*Material supplied*
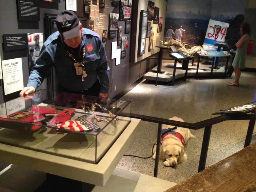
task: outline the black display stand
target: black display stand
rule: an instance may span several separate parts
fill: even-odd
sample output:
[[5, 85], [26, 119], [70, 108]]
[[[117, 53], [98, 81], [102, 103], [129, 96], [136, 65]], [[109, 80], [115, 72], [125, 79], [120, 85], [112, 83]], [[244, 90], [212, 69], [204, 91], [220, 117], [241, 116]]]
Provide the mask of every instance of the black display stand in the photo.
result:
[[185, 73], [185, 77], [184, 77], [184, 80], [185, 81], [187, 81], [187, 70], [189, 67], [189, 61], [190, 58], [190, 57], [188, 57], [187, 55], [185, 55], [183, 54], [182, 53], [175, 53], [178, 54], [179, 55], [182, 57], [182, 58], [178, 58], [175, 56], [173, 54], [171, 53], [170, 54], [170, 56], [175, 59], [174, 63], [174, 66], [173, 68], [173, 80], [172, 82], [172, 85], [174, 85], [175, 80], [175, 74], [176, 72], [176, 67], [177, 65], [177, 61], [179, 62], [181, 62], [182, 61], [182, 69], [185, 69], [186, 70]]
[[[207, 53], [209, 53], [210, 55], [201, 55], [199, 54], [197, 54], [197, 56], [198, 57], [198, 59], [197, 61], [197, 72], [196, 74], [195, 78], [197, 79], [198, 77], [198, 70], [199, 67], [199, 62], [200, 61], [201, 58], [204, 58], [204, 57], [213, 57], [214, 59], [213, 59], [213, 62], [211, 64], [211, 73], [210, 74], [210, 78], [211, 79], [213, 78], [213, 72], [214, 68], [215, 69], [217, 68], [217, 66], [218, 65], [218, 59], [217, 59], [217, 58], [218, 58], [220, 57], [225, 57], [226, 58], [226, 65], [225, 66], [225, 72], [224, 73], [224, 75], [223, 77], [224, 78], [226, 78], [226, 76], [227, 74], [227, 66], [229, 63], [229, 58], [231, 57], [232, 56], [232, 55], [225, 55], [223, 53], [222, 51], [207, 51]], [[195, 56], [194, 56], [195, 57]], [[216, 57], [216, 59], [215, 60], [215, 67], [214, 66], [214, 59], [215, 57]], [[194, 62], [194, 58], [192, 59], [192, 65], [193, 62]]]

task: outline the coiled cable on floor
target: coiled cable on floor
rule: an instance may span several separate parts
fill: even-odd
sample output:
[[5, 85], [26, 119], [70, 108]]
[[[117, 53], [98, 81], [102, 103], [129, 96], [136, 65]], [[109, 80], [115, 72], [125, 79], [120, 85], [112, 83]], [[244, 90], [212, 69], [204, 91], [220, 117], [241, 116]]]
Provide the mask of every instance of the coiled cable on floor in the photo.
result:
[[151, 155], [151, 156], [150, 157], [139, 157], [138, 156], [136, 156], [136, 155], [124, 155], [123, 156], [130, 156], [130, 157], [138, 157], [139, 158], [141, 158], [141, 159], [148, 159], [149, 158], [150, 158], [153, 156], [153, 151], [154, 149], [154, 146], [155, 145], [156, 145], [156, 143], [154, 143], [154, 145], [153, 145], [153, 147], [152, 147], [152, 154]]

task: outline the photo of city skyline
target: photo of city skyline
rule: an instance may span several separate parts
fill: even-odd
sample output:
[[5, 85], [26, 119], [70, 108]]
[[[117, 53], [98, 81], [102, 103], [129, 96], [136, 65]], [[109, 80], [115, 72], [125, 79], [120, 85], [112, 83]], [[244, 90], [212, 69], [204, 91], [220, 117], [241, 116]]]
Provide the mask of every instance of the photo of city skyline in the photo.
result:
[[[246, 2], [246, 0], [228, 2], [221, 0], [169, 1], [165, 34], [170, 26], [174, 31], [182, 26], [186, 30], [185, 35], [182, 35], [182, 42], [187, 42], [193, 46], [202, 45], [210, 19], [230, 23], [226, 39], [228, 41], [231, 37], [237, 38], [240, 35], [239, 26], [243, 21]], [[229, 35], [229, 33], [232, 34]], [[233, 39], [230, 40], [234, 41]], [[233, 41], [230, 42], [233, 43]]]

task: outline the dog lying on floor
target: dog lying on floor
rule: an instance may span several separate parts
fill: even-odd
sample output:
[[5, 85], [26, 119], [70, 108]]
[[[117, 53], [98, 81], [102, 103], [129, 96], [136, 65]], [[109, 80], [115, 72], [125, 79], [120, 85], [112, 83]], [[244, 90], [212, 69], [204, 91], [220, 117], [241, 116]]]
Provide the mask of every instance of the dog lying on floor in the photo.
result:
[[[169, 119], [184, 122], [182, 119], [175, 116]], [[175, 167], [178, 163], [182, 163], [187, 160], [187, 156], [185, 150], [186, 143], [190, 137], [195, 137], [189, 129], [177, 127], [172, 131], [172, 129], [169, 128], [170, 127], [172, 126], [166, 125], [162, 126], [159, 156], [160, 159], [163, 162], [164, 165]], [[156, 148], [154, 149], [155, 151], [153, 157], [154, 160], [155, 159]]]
==
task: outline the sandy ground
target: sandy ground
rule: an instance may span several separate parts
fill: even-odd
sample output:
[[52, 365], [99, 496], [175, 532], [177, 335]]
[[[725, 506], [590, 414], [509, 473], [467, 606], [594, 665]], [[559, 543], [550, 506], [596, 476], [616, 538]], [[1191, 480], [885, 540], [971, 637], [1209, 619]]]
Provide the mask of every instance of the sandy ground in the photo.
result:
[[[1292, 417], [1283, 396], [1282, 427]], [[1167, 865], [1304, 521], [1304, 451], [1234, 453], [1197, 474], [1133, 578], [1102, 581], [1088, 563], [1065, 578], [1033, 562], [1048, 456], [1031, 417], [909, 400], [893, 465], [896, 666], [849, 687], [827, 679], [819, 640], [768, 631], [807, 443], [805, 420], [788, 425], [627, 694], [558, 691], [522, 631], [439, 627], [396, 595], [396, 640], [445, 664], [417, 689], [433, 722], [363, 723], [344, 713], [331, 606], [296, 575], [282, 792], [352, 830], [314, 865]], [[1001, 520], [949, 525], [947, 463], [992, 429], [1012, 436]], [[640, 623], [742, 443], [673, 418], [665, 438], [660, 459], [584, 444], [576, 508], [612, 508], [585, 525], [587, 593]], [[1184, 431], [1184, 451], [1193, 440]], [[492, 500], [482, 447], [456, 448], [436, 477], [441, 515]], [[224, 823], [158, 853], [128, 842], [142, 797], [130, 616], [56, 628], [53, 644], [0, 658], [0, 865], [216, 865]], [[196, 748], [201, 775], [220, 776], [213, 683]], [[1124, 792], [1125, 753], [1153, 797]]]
...
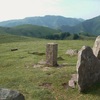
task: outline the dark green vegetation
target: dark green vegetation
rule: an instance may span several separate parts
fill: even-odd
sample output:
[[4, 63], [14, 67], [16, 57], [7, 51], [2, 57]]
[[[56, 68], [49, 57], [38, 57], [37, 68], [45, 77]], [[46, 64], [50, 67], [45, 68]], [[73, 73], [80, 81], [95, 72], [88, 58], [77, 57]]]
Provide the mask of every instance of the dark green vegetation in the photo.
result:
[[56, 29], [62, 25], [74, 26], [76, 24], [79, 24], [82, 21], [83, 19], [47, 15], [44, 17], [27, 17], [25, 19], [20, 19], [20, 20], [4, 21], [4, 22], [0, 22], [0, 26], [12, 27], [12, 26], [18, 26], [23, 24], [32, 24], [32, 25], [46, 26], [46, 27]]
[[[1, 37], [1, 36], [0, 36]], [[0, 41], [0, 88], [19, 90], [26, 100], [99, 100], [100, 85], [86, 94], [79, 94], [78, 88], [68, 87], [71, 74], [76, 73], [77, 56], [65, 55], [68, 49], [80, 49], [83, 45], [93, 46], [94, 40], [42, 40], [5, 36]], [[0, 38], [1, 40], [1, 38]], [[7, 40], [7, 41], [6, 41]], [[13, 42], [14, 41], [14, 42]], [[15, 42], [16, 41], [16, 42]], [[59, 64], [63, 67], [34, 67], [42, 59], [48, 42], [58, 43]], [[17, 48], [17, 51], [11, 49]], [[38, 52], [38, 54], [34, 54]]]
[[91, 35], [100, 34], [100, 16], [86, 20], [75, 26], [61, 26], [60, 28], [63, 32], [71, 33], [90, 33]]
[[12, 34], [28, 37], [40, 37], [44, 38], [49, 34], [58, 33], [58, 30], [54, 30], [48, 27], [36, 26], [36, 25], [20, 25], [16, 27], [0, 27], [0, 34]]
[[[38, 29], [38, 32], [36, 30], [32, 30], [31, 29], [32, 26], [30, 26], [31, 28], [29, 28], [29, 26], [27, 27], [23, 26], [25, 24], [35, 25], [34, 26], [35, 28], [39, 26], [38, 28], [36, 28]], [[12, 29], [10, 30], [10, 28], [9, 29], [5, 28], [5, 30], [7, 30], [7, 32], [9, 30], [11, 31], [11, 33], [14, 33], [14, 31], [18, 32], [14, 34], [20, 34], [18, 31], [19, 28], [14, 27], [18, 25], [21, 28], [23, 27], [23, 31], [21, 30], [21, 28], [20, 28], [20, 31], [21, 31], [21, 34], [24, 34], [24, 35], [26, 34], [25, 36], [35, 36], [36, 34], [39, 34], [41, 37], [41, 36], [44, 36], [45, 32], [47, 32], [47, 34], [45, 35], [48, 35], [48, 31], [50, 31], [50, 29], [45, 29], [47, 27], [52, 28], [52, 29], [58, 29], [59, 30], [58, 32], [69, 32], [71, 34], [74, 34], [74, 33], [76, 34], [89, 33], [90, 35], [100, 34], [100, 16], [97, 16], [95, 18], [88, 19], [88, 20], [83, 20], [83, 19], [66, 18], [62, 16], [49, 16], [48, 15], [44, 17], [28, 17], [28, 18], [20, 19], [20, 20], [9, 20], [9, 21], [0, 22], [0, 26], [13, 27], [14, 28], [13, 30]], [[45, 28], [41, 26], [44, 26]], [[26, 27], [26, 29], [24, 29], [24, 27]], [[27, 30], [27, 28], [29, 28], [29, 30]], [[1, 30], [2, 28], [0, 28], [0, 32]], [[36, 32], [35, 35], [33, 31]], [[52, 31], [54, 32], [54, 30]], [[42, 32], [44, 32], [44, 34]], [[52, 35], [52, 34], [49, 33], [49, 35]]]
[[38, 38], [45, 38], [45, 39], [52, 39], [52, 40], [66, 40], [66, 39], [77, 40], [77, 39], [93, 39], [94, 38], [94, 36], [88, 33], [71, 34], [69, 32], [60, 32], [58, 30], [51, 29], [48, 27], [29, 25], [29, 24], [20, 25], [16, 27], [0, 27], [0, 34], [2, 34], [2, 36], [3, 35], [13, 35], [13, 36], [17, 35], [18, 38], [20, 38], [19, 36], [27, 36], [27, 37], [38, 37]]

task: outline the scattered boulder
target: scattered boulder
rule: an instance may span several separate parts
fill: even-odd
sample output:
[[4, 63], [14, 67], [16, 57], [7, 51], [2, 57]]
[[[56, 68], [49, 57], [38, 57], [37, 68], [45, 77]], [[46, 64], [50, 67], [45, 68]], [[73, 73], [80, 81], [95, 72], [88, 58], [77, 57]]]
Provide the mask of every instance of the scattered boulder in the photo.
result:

*Task instructions*
Revise the part of the rows that opens with the line containing "task: outline the coiled cable on floor" and closes with the line containing "147], [152, 154]]", changing "coiled cable" to "looped cable" throughout and leaving everything else as it is. Write out only those lines.

*Result for this exercise*
task: outline the looped cable on floor
target: looped cable on floor
rule: an instance may span several separate parts
fill: even-odd
sample output:
[[5, 85], [26, 119], [70, 108]]
[[[117, 53], [98, 81], [102, 103], [129, 96], [136, 65]], [[109, 80], [115, 72], [125, 79], [120, 85], [112, 83]], [[244, 90], [212, 69], [204, 91], [220, 117], [241, 116]]]
Provide the mask of every instance of the looped cable on floor in the photo.
result:
[[151, 155], [151, 156], [150, 157], [139, 157], [138, 156], [136, 156], [136, 155], [124, 155], [123, 156], [130, 156], [130, 157], [138, 157], [139, 158], [141, 158], [141, 159], [148, 159], [149, 158], [150, 158], [153, 156], [153, 151], [154, 149], [154, 146], [155, 145], [156, 145], [156, 143], [154, 143], [154, 145], [153, 145], [153, 147], [152, 147], [152, 154]]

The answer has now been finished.